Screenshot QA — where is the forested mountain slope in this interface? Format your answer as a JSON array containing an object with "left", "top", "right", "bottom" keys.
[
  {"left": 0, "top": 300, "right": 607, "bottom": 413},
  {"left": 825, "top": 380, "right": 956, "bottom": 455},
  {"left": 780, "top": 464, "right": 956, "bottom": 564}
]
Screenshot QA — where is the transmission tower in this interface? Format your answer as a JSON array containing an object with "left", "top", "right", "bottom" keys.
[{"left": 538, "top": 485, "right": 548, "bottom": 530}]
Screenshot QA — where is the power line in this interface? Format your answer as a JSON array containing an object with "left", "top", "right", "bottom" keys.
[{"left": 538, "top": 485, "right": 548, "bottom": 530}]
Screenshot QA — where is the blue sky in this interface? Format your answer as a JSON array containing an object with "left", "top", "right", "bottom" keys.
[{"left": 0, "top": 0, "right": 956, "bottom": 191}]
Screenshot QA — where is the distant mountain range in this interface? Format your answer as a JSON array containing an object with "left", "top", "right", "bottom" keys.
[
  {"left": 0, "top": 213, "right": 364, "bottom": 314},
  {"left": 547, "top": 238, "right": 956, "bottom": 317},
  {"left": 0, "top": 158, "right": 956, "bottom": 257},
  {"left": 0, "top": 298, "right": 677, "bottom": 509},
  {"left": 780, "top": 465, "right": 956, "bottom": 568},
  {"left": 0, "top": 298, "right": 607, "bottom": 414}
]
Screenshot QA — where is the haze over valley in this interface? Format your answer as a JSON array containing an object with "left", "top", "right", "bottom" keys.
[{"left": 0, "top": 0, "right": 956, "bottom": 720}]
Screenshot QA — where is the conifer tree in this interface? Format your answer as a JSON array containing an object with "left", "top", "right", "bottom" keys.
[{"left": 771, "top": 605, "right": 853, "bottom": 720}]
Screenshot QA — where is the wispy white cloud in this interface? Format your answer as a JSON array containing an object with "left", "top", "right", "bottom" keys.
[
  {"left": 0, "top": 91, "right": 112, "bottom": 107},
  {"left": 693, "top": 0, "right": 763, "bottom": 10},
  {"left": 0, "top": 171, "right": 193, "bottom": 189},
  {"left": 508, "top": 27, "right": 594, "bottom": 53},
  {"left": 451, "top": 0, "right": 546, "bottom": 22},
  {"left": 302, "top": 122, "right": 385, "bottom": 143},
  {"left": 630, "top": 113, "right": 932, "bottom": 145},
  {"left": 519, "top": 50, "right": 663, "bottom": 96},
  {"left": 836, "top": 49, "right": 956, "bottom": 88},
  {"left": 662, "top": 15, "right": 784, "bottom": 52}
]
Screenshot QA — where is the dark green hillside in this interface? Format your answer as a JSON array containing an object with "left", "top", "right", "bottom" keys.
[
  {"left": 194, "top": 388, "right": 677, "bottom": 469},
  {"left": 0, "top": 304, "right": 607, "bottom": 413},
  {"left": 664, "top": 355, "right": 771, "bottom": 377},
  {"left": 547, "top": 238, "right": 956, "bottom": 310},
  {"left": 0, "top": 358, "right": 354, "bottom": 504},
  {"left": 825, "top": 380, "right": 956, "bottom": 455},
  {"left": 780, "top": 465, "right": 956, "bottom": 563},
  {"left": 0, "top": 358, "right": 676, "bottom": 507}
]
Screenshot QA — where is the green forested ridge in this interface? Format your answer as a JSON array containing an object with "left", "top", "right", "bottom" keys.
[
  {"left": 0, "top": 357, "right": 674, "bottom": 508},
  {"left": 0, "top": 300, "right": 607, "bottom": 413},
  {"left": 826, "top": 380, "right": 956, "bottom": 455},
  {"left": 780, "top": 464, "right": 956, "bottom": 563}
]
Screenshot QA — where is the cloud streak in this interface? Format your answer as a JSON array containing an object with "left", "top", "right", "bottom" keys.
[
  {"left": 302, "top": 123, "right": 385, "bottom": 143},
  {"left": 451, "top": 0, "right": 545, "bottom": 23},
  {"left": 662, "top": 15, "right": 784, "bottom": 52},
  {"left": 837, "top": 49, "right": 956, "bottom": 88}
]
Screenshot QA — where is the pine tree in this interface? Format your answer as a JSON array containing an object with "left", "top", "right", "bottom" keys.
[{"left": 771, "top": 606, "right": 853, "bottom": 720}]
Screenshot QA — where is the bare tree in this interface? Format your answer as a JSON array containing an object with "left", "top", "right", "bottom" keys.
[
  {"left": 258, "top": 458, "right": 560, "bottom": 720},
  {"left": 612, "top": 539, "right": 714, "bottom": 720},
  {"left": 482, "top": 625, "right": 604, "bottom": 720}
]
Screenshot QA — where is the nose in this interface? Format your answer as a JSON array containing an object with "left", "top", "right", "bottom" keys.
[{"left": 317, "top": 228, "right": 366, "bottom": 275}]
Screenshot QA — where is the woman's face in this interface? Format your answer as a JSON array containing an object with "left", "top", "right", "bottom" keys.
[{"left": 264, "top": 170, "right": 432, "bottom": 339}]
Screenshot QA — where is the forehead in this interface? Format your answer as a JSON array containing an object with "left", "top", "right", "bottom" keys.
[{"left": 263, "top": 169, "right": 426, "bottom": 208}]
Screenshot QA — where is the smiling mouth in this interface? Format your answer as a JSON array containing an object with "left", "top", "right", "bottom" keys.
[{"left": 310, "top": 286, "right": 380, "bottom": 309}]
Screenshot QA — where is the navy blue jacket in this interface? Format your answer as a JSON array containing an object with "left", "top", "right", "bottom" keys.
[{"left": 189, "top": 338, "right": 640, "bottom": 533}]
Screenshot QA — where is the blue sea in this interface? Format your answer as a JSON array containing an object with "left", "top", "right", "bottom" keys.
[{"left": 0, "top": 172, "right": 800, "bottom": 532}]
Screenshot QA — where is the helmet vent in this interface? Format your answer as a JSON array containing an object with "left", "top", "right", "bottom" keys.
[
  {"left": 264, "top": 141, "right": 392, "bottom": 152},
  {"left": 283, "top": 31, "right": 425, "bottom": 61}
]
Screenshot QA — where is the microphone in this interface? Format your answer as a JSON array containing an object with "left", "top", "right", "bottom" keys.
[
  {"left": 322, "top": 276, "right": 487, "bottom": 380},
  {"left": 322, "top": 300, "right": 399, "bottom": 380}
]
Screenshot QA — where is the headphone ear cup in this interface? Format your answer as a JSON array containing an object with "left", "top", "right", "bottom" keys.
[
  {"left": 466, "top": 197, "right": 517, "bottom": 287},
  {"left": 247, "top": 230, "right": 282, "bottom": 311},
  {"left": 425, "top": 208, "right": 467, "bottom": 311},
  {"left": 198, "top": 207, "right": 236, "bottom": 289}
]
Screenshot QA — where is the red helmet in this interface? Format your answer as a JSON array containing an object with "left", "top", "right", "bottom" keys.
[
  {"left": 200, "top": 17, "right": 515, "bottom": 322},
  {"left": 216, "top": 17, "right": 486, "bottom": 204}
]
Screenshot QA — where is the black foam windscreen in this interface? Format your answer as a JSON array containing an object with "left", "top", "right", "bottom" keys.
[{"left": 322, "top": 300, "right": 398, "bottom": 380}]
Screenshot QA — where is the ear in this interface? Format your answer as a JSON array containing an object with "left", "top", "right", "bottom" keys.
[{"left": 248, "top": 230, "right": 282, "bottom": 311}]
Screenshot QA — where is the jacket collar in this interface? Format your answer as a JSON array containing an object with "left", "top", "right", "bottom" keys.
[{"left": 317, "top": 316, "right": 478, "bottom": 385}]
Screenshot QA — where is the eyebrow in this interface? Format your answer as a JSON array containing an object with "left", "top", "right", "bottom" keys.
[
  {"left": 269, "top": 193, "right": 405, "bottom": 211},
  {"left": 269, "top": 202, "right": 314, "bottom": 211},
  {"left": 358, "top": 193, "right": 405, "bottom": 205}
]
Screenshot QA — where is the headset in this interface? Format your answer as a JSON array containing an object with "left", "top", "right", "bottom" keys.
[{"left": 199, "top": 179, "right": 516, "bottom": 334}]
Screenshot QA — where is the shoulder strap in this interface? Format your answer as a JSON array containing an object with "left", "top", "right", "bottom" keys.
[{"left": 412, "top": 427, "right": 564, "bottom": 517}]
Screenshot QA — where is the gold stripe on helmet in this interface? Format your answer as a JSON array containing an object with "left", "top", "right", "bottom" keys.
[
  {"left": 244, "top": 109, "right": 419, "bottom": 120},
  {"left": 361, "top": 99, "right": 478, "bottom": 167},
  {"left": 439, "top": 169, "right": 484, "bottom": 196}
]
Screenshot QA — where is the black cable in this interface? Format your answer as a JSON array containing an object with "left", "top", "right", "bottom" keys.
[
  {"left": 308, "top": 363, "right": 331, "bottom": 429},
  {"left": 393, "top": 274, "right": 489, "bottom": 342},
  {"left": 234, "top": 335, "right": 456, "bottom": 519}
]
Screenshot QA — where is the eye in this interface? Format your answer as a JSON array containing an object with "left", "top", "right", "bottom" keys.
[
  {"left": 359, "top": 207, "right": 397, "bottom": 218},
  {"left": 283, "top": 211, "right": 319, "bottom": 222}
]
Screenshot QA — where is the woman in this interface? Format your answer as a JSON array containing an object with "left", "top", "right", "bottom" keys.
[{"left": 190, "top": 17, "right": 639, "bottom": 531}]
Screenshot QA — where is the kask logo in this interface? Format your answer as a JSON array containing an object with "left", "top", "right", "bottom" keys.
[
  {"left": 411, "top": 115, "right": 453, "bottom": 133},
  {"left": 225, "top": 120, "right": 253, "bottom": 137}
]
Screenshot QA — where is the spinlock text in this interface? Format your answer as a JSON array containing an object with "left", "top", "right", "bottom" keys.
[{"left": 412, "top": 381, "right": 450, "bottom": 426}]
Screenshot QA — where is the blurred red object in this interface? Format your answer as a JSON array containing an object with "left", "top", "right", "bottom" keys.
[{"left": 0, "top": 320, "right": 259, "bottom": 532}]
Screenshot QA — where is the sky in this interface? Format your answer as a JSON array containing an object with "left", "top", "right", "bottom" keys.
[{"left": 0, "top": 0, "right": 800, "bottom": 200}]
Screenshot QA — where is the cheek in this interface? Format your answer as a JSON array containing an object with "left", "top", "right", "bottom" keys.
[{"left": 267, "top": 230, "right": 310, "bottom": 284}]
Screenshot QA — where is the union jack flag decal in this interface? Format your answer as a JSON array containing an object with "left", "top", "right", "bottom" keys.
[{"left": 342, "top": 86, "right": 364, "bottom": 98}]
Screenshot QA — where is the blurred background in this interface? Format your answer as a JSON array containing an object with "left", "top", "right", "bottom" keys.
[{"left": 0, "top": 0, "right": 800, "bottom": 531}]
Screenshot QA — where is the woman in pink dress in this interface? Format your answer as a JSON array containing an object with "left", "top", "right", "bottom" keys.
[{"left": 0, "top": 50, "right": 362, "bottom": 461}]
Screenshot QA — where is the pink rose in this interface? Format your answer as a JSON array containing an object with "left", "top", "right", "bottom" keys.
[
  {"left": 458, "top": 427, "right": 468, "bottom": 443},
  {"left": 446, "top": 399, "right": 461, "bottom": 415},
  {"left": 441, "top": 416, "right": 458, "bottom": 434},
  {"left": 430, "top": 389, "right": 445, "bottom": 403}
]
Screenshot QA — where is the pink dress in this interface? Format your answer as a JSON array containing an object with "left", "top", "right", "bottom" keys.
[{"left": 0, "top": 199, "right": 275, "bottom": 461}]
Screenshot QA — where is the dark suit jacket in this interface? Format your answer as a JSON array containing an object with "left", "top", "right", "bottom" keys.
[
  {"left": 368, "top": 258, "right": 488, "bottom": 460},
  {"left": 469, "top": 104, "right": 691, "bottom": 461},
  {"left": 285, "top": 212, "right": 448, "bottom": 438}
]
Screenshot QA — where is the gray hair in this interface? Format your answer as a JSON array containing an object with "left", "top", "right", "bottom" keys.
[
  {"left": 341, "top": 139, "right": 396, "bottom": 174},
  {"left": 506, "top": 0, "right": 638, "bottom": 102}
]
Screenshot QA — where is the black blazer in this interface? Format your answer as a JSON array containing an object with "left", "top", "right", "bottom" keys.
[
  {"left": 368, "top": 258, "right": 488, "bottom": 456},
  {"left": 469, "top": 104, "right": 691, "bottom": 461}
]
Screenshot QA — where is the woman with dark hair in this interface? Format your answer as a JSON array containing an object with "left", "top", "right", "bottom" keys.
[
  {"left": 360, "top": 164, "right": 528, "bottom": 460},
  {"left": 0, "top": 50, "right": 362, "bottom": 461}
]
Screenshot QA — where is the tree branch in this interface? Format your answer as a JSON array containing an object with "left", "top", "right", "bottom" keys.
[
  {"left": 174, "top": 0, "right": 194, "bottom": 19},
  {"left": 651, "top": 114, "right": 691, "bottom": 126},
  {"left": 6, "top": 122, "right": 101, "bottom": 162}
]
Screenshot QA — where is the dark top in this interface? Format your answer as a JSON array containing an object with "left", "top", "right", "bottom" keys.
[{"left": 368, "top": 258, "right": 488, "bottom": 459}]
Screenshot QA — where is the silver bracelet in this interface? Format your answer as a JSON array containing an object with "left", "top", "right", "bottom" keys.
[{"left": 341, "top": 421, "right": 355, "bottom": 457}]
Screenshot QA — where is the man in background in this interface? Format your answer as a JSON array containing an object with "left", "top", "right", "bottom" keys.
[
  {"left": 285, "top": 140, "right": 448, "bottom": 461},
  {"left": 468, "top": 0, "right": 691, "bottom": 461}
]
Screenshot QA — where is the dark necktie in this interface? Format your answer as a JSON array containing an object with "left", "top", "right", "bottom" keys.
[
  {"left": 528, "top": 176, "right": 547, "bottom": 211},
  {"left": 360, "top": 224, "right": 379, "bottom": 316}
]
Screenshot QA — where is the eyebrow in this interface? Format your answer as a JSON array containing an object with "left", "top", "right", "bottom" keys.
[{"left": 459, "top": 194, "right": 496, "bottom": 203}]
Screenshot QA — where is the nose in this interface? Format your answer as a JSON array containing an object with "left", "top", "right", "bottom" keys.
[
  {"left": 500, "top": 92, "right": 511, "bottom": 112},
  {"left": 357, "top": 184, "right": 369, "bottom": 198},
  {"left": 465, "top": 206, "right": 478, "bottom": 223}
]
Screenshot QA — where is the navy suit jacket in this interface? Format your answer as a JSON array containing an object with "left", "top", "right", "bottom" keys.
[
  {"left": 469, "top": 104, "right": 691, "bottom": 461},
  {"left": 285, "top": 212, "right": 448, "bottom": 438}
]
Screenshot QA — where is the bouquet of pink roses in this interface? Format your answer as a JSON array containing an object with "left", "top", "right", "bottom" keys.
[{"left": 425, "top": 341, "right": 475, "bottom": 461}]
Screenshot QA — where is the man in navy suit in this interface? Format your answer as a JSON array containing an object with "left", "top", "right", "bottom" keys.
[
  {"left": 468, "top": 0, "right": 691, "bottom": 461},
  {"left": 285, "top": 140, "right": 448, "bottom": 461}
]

**Exercise directions**.
Copy out each line of the material that contains the string "blurred". Case matters.

**Result below**.
Screenshot QA — where is the blurred red object in this interface? Format your answer as a JSON array containing an object with "left", "top", "right", "bottom" keys.
Screenshot QA — where is the blurred background in this interface? Format your answer as a JSON array containing an object with "left", "top", "right", "bottom" keys.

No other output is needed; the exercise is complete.